> _TEXT_:
- Born: July 1, 1958 (age 68) Edmonton, Alberta, Canada
- Education: Bachelor's degree of Radio, television and Advertising
- Alma mater: University of Idaho
- Occupations: Daytime talk show host, radio personality
- Years active: 1976–present
- Spouse: Jim Helman ​(m. 2018)​
- Children: Adam Wylde

= Marilyn Denis =

Canadian television and radio personality

Marilyn Denis (born July 1, 1958) is a Canadian television and radio personality. Denis was the host of The Marilyn Denis Show until her retirement from that role on June 9, 2023. She was also the co-host of CHUM-FM's The Marilyn Denis Show, until her retirement in 2026.

==Early life and education==
Born in Edmonton, Alberta, she grew up in Pittsburgh, Pennsylvania and received a bachelor's degree in radio, television and advertising from the University of Idaho.

> _LISTED ENTRIES_:

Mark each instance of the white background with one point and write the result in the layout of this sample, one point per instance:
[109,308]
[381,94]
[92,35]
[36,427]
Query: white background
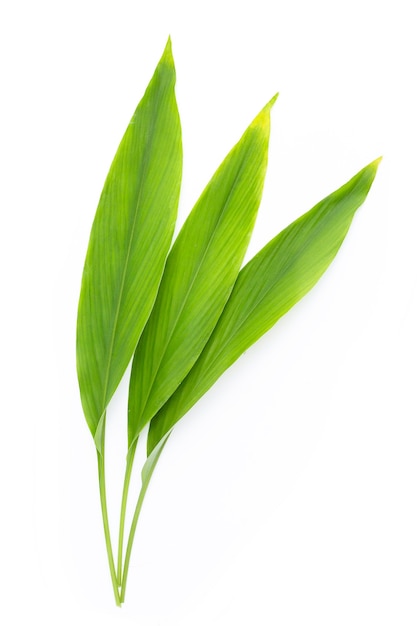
[288,495]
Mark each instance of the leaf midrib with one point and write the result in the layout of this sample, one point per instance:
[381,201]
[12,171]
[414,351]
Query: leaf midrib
[149,142]
[244,159]
[262,297]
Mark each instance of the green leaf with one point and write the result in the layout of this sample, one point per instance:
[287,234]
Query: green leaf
[267,287]
[200,273]
[129,241]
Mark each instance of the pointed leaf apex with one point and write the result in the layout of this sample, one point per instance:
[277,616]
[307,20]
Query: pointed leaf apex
[272,102]
[262,119]
[376,163]
[167,54]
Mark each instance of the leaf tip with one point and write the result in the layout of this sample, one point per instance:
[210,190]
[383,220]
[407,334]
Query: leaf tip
[167,56]
[262,119]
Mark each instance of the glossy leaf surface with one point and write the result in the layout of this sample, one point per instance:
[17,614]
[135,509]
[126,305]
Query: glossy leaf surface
[200,273]
[267,287]
[129,242]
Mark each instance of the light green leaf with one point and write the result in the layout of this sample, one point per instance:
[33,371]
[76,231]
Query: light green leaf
[129,241]
[267,287]
[199,275]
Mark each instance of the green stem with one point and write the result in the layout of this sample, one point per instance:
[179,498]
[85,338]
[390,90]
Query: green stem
[147,472]
[131,539]
[103,501]
[129,465]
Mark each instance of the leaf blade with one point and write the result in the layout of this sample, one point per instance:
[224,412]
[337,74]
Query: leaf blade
[199,275]
[267,287]
[129,241]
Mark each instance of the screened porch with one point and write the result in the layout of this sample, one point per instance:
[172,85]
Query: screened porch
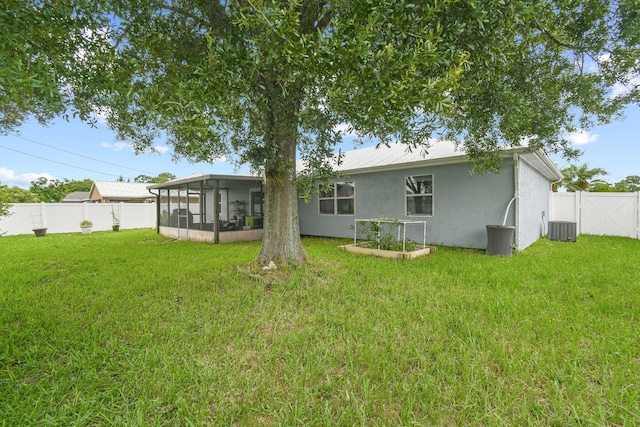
[213,208]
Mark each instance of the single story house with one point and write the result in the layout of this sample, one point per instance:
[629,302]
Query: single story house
[116,191]
[436,187]
[187,207]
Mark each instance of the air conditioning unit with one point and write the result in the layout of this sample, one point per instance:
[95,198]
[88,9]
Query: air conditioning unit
[564,231]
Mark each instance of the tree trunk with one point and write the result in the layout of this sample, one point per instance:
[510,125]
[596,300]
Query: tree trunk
[281,241]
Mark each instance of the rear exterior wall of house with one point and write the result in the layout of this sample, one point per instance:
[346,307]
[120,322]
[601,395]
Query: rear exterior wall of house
[462,204]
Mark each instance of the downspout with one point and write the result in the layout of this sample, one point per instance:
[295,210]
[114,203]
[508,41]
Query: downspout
[157,209]
[516,197]
[216,213]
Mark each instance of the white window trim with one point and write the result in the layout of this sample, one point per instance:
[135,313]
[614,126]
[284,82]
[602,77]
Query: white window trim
[335,199]
[432,194]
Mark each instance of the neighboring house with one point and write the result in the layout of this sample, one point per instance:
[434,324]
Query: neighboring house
[116,191]
[437,188]
[76,197]
[187,208]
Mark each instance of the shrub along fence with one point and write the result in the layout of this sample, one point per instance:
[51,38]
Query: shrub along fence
[66,217]
[607,214]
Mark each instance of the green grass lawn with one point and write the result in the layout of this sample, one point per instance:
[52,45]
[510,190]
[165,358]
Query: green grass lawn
[129,329]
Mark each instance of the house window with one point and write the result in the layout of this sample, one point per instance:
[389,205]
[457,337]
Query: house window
[419,195]
[339,199]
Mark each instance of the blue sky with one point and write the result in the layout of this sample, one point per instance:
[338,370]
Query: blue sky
[77,151]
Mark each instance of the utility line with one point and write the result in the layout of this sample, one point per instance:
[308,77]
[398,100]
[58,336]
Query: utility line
[60,163]
[80,155]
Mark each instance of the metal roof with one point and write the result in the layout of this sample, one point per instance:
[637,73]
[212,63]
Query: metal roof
[400,156]
[198,177]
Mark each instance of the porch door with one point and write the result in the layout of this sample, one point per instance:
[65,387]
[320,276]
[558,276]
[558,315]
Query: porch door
[256,203]
[223,204]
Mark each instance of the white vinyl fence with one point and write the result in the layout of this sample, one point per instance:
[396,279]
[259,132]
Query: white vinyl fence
[66,217]
[608,214]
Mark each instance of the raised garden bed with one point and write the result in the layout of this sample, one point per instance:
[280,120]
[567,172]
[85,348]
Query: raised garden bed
[386,237]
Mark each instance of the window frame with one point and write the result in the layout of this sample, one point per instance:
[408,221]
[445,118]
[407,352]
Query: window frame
[431,194]
[335,199]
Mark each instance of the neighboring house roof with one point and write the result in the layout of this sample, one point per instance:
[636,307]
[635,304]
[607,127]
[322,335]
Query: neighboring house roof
[440,152]
[76,197]
[120,190]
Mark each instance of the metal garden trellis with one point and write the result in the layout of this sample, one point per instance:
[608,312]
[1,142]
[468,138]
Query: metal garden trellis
[402,224]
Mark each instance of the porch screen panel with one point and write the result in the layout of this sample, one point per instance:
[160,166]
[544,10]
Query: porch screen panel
[164,208]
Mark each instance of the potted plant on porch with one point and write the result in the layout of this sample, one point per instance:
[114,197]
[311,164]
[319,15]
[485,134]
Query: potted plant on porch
[86,226]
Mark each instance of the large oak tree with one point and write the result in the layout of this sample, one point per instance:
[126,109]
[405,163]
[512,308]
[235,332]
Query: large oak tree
[269,81]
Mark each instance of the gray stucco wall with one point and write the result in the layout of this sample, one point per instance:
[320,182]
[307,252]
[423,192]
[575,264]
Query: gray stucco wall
[463,204]
[533,201]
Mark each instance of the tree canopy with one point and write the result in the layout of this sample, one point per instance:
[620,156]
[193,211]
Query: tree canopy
[159,179]
[267,82]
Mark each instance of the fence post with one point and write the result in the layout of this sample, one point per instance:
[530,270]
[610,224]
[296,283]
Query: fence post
[578,213]
[43,214]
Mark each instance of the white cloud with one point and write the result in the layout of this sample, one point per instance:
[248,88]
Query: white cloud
[9,176]
[581,137]
[221,159]
[160,149]
[118,146]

> _EXERCISE DESCRIPTION_: According to the text about Marilyn Denis, in which city did she grow up?

> _TASK ANSWER_: Pittsburgh, Pennsylvania